- **SET EXERCISE**
Reproduce the data below word for word, omitting the pictures.

- **LISTED RECORDS**
_ _ _ _ _ _ _

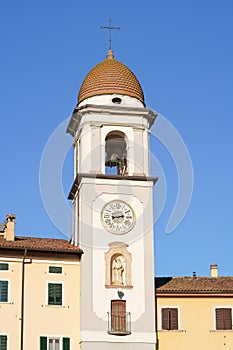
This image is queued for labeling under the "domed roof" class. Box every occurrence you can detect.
[78,50,144,104]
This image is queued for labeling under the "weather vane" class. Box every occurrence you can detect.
[100,18,120,50]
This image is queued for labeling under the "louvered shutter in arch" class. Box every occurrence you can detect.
[169,308,178,330]
[162,307,169,330]
[111,299,126,331]
[62,338,70,350]
[40,337,47,350]
[0,281,8,302]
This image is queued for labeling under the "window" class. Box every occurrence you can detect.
[0,335,7,350]
[108,299,131,335]
[105,131,127,176]
[0,281,8,302]
[162,307,178,330]
[48,283,62,305]
[0,263,9,272]
[49,266,62,273]
[40,337,70,350]
[215,308,232,330]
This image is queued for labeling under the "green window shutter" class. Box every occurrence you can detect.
[0,281,8,302]
[162,307,178,330]
[170,308,178,330]
[48,283,62,305]
[0,263,9,271]
[162,307,169,330]
[0,335,7,350]
[62,338,70,350]
[49,266,62,273]
[39,337,47,350]
[215,308,232,330]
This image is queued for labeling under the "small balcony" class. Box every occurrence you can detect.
[108,312,131,335]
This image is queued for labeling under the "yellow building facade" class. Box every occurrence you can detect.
[0,214,82,350]
[156,265,233,350]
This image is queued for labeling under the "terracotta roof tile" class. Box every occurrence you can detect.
[155,277,233,294]
[78,56,144,103]
[0,236,82,254]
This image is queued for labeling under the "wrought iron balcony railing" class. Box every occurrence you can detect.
[108,312,131,335]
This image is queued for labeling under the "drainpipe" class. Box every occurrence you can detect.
[154,277,159,350]
[20,249,32,350]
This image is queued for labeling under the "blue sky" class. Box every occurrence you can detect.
[0,0,233,275]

_ _ _ _ _ _ _

- **FINAL RESULT**
This image is queued for labeling under the "domed roof" class. Box every occurrence you can detect.
[78,50,144,104]
This image is queued for labeling under the "weather vane" class. Box every occurrence you can detect.
[100,18,120,50]
This image is queued for labeling under the "louvered shutter in arch" class. Box every occurrence you can detect.
[169,308,178,330]
[162,307,169,330]
[111,299,126,331]
[62,338,70,350]
[40,337,47,350]
[0,281,8,302]
This image is queued for labeling under the "window" class. Box every occurrence you can detect.
[0,335,7,350]
[108,299,131,335]
[105,131,127,176]
[0,281,8,302]
[162,307,178,330]
[48,283,62,305]
[0,263,9,272]
[49,266,62,273]
[40,337,70,350]
[215,308,232,330]
This image is queued for labeling under the "green window shutter" class. Box every occurrence you can detect.
[0,281,8,302]
[162,307,178,330]
[170,308,178,330]
[48,283,62,305]
[0,263,9,271]
[162,307,169,330]
[0,335,7,350]
[62,338,70,350]
[49,266,62,273]
[39,337,47,350]
[215,308,232,330]
This image is queued for labeling under the "small balcony" class. Box every occurrence you can detect.
[108,312,131,335]
This image is queued for labeling under the "yellow building facade" class. Box every occurrence you can detect.
[0,214,82,350]
[156,265,233,350]
This image is queued for labeling under the "terracotta roof tile" class. Box every occurrence you can detect.
[155,277,233,294]
[78,56,144,103]
[0,236,82,254]
This image is queued for labeling under the "wrought iron balcony railing" class. Box every occurrence you can detect.
[108,312,131,335]
This image is queued for labeling under the "drainpipe" class. Box every occurrence you can detect.
[154,277,159,350]
[20,249,32,350]
This image is queued for labeling under the "blue sky" class. Box every occurrence you can detect.
[0,0,233,275]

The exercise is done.